TEXT SECTION.
====================

This 29-year-old from one of London’s poorest neighborhoods became a millionaire after selling his influencer marketing firm

This 29-year-old from one of London’s poorest neighborhoods became a millionaire after selling his influencer marketing firm

Timothy Armoo, co-founder and former CEO of Fanbytes.

Timothy Armoo

Timothy Armoo is a 29-year-old millionaire who became rich by selling his influencer marketing firm for eight-figures, but the young, Black entrepreneur had to beat the odds to find success.

Armoo, the co-founder and former CEO of Fanbytes, hails from what was one of the most impoverished areas in south London and as a teenager lived with his dad on a fourth floor council estate — public housing — on Old Kent Road in the borough of Southwark.

“It was the poorest place,” Armoo told CNBC Make It in an interview. “It was at the peak of when Peckham, Brixton and Old Kent Road were having their beef [British slang for conflict] so it was in the middle of the gang warfare. Between 2005 and 2012 was the peak of the South London gangs.”

====================

(Source records)
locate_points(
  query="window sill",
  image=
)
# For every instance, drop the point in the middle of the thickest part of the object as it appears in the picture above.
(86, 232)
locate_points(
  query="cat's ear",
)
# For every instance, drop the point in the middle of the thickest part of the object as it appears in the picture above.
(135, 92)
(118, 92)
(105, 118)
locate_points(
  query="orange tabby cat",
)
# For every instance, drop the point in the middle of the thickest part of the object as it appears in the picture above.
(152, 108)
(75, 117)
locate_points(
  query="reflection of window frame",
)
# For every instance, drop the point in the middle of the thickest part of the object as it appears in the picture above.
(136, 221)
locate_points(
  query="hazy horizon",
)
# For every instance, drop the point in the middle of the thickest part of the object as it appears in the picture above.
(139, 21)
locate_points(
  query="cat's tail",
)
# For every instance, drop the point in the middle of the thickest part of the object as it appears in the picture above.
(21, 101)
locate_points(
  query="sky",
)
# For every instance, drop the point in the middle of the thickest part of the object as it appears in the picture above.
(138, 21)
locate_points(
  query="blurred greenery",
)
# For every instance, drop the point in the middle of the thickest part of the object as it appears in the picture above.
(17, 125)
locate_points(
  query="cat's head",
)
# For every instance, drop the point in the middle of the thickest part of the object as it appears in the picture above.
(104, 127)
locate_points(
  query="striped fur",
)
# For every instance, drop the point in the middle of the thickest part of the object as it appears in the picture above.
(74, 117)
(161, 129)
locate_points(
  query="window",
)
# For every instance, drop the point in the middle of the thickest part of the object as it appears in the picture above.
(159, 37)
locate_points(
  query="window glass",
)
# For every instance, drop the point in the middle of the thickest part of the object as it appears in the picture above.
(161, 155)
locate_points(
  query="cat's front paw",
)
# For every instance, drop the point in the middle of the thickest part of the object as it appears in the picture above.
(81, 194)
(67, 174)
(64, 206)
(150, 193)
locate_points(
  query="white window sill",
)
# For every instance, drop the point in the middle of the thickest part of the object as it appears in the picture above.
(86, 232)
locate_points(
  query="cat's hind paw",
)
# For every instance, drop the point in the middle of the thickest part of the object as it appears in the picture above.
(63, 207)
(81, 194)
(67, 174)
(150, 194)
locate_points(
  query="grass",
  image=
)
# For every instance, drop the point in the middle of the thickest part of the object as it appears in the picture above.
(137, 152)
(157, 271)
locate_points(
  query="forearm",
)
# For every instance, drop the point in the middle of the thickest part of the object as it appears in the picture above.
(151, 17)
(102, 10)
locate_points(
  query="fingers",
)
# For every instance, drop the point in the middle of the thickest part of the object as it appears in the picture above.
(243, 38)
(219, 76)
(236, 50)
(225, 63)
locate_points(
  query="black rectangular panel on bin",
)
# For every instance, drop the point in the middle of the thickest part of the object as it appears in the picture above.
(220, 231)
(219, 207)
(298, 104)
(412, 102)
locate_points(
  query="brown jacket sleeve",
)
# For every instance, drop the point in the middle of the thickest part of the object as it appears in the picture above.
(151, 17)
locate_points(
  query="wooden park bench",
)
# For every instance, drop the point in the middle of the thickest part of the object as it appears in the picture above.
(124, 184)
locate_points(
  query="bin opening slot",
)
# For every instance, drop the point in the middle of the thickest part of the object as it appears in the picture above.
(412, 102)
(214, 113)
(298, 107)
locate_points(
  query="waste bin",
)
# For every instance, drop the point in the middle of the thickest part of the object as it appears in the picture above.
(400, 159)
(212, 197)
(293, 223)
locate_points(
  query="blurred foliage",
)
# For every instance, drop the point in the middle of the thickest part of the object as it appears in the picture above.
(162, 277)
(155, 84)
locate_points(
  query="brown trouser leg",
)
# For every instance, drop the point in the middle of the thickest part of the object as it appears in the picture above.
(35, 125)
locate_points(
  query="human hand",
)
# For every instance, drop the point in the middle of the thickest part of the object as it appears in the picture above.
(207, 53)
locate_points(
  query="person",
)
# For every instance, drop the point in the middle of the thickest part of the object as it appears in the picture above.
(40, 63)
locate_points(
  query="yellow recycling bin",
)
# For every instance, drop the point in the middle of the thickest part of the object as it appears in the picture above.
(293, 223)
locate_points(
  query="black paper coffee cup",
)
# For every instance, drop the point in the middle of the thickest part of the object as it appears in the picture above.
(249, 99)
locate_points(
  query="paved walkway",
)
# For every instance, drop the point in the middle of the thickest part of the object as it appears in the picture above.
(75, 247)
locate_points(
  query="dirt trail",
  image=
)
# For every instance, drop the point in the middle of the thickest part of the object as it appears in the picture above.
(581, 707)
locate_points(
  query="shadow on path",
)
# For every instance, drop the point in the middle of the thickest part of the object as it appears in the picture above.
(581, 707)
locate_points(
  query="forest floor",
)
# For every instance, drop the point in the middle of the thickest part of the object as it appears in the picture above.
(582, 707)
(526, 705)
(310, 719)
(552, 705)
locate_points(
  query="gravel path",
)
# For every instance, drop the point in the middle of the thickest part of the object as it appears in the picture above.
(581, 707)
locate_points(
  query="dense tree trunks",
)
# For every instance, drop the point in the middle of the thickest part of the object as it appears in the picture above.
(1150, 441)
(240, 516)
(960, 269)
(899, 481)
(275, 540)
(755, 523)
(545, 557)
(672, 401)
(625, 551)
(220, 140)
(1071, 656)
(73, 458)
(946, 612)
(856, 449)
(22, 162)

====================

WORK INSTRUCTIONS.
a – According to the profile of Timothy Armoo, where did he live as a teenager?
b – Write the next part of the profile of Timothy Armoo, picking up after its final sentence.

ANSWERS TO EACH TASK.
a – He lived with his dad on a fourth-floor council estate on Old Kent Road in the borough of Southwark.

b –
Trust for London names Southwark as one of 19 boroughs that have “significantly” higher levels of poverty compared to England as a whole.

Armoo knew he was poor, but he had a keen entrepreneurial spirit and managed to cobble together some money by starting his own tutoring business at 14-years-old.

He taught fellow students math and as more students approached him for help with other subjects, he started connecting them with tutors he knew and took a cut of the fee.

“I remember very specifically the first time I connected these two people,” he said. “Jane needed some help with chemistry, and I connected her to Harry, and Harry helped her, and I got £5 (around $6.6) in commission for connecting them, because [the business] charged £15 an hour.”

It was only when Armoo received a scholarship to go to a private boarding school when he was just 16-years-old to complete his A-Levels — equivalent to the Advanced Placement program in the U.S. — that his entire view of wealth changed.

“I remember one day this kid got picked up in a helicopter,” he recalled. “It opened up my eyes that there is a way to build wealth and you don’t have to be Richard Branson. There’s a whole world of people in between there.”

He started to realize that “money was a tool” to change his life and the fastest way to escape poverty was to start his own business.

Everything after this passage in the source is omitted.